--- The data ---

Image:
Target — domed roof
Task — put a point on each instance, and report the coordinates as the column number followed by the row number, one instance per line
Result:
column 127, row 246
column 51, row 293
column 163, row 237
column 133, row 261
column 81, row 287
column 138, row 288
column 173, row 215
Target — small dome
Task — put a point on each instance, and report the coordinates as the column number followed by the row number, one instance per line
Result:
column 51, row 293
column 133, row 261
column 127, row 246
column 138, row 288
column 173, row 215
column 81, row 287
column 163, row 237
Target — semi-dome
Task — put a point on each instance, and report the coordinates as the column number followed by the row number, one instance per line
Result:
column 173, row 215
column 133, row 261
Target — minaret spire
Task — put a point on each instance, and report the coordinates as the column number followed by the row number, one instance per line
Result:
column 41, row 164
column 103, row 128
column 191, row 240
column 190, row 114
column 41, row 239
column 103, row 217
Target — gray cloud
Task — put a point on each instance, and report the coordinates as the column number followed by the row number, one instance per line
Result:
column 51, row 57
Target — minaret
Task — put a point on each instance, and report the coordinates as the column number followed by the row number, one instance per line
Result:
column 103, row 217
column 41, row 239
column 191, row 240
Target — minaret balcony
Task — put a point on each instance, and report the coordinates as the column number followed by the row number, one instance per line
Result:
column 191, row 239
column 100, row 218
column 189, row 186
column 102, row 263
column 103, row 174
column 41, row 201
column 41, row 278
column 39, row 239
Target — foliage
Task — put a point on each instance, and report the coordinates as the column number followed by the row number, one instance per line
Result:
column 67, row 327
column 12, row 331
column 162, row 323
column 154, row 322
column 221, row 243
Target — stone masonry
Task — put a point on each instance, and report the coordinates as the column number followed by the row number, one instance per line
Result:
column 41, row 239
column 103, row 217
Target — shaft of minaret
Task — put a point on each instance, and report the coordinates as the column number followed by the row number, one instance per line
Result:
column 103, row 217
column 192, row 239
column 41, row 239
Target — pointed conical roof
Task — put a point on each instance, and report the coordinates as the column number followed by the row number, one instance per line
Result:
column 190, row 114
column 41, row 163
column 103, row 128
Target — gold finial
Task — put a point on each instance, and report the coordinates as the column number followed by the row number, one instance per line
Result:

---

◆ What you have to do
Copy out the material above, beginning with its first line and continuing through the line that contains "column 51, row 57", including that line.

◆ Task solution
Image:
Target — domed roof
Task — put a point on each instance, and report the coordinates as the column number followed by the row number, one instance per line
Result:
column 127, row 246
column 51, row 293
column 163, row 237
column 133, row 261
column 81, row 287
column 138, row 288
column 173, row 215
Target — small dome
Task — put a point on each instance, and report the coordinates as the column number followed by the row number, one instance per line
Result:
column 51, row 293
column 133, row 261
column 127, row 246
column 138, row 288
column 173, row 215
column 81, row 287
column 163, row 237
Target — semi-dome
Task — put a point on each instance, and report the coordinates as the column number followed by the row number, one instance per line
Result:
column 173, row 215
column 133, row 261
Target — minaret spire
Task — put a point on each instance, and report the coordinates as the column number followed by the row number, one instance per line
Result:
column 41, row 164
column 103, row 128
column 191, row 240
column 190, row 114
column 41, row 239
column 103, row 217
Target — gray cloud
Task — put a point on each instance, and report the coordinates as the column number followed by the row number, one instance per line
Result:
column 51, row 57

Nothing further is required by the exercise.